MicroPython

Micro:bit

Getting Started

Pre-coding:

Project 01: Music Machine

 

Pin Layout

  • Buzzer: Pin0
  • ADKeypad: Pin2

 

Small note about the ADKeypad

The ADKeypad returns an analog signal when its buttons are pressed. Each button pressed would return a unique integer value ranging from 0 (meaning 0V) to 1023 (meaning 3V). 

However, it is not uncommon that each button would give a small range of values when pressed at different times and different ADKeypads might give different signals yet again. Hence, in this example code, we provide a range of possible values that your ADKeypad’s buttons are likely to return when pressed. 

Feel free to test out the values that your ADKeypad might return when pressed and change the values in the example code 🙂

 

# Write your code here :-)

LISTING ▸
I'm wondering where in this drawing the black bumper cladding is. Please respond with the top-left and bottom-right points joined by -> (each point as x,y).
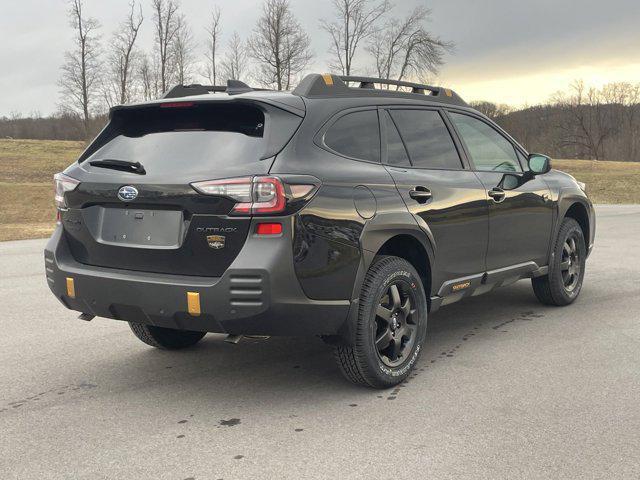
44,225 -> 350,335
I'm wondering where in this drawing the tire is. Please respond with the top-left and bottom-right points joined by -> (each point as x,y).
129,322 -> 206,350
334,256 -> 427,389
531,218 -> 587,306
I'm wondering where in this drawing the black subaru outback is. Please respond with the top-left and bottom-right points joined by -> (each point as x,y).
45,74 -> 595,388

EXERCISES TO COMPLETE ▸
1. According to the Music Machine project page, which pin does the buzzer use?
2. From the Music Machine project page, duplicate the passage that begins at the words "However, it is" and stops after the words "code here :-)".

RESPONSES FOR EACH TASK ▸
1. Pin0

2.
However, it is not uncommon that each button would give a small range of values when pressed at different times and different ADKeypads might give different signals yet again. Hence, in this example code, we provide a range of possible values that your ADKeypad’s buttons are likely to return when pressed. 

Feel free to test out the values that your ADKeypad might return when pressed and change the values in the example code 🙂

 

# Write your code here :-)